Baby Driver (2017) Review

“The moment you catch feelings is the moment you catch a bullet.”

A couple of years ago, after trying and failing to get an Ant-Man film moving with Marvel Studios, Edgar Wright returned to his long gestating passion project, a film in the making since at least the early 90’s. Ideas from the script can be seen in other works of Wright’s (most notably the 2002 music video for Mint Royale’s ‘Blue Song’) but it’s only now, with Baby Driver, that Wright’s script is fully realised. But without a cornetto in sight can Wright achieve a commercial success? His last Pegg/Frost-less film was the awesome, but commercially disappointing, Scott Pilgrim vs. The World. And Baby Driver’s a hard sell. It’s a love letter to the forgotten car chase cinema of the 70’s set to a near-constant soundtrack of obscure tracks. Can it stand with best of Wright’s filmography (Hot Fuzz) and be a hit? Well it might be too early to call the overall box office but signs point to yes, it certainly can.

* * * * *

What needs to be done
Reproduce the Baby Driver review above word for word, from its title through its final sentence.

Records shown
* * * * *

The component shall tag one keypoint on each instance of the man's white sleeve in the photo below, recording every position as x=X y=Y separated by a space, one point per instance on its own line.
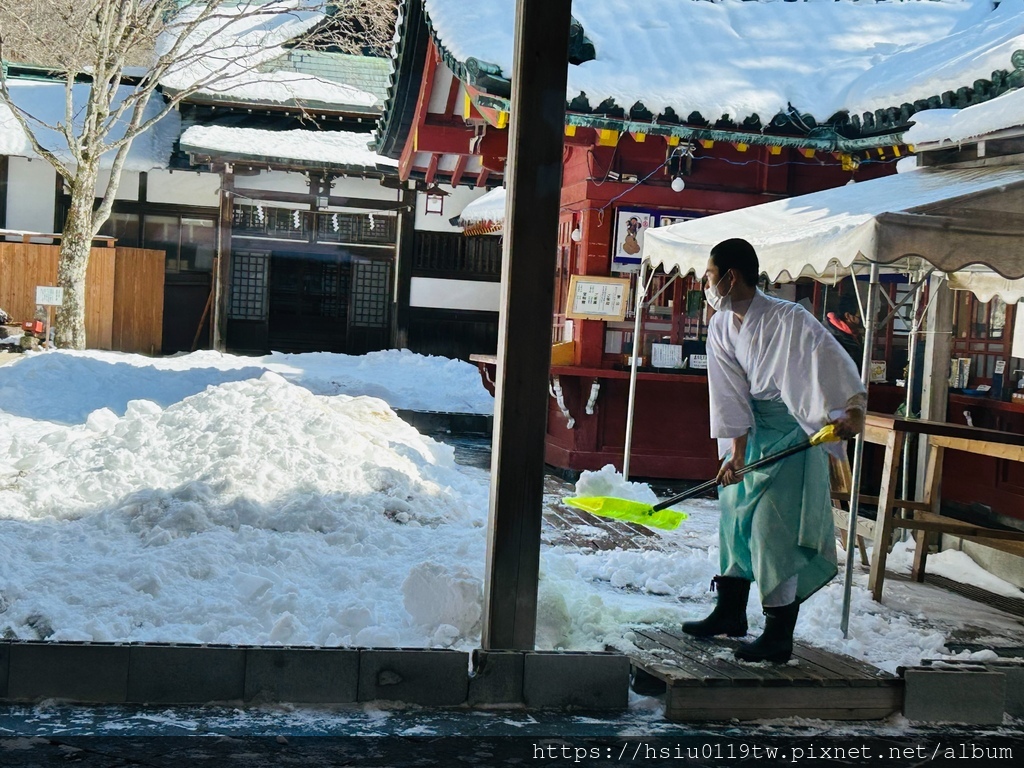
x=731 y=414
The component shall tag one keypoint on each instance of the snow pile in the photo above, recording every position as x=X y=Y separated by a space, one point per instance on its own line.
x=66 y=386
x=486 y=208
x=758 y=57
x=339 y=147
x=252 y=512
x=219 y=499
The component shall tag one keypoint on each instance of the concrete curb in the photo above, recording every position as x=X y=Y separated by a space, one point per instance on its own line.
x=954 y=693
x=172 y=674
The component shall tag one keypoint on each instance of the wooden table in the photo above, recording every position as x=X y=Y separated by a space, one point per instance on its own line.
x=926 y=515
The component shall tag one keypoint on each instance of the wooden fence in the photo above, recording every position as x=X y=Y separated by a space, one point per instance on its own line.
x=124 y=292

* * * * *

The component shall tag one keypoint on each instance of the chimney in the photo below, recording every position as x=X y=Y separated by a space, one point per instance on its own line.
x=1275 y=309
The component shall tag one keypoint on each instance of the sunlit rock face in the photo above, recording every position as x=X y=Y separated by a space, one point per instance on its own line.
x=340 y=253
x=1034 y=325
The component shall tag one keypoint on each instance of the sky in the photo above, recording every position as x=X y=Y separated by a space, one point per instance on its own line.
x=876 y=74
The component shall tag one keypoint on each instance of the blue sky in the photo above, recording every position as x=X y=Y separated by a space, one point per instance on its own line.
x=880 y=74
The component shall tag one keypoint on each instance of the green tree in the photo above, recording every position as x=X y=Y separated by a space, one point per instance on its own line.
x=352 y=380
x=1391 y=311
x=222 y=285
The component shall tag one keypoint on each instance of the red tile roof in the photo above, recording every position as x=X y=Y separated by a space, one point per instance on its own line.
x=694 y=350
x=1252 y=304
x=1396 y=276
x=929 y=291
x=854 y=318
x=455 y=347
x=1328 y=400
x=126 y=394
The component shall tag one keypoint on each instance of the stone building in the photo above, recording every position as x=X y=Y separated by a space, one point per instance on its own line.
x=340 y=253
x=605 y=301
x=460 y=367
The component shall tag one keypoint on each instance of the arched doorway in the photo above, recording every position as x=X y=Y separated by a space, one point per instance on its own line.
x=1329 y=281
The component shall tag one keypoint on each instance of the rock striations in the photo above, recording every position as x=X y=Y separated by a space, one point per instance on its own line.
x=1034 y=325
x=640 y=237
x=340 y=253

* * * * *

Output for this task
Baby Driver (2017) Review

“The moment you catch feelings is the moment you catch a bullet.”

A couple of years ago, after trying and failing to get an Ant-Man film moving with Marvel Studios, Edgar Wright returned to his long gestating passion project, a film in the making since at least the early 90’s. Ideas from the script can be seen in other works of Wright’s (most notably the 2002 music video for Mint Royale’s ‘Blue Song’) but it’s only now, with Baby Driver, that Wright’s script is fully realised. But without a cornetto in sight can Wright achieve a commercial success? His last Pegg/Frost-less film was the awesome, but commercially disappointing, Scott Pilgrim vs. The World. And Baby Driver’s a hard sell. It’s a love letter to the forgotten car chase cinema of the 70’s set to a near-constant soundtrack of obscure tracks. Can it stand with best of Wright’s filmography (Hot Fuzz) and be a hit? Well it might be too early to call the overall box office but signs point to yes, it certainly can.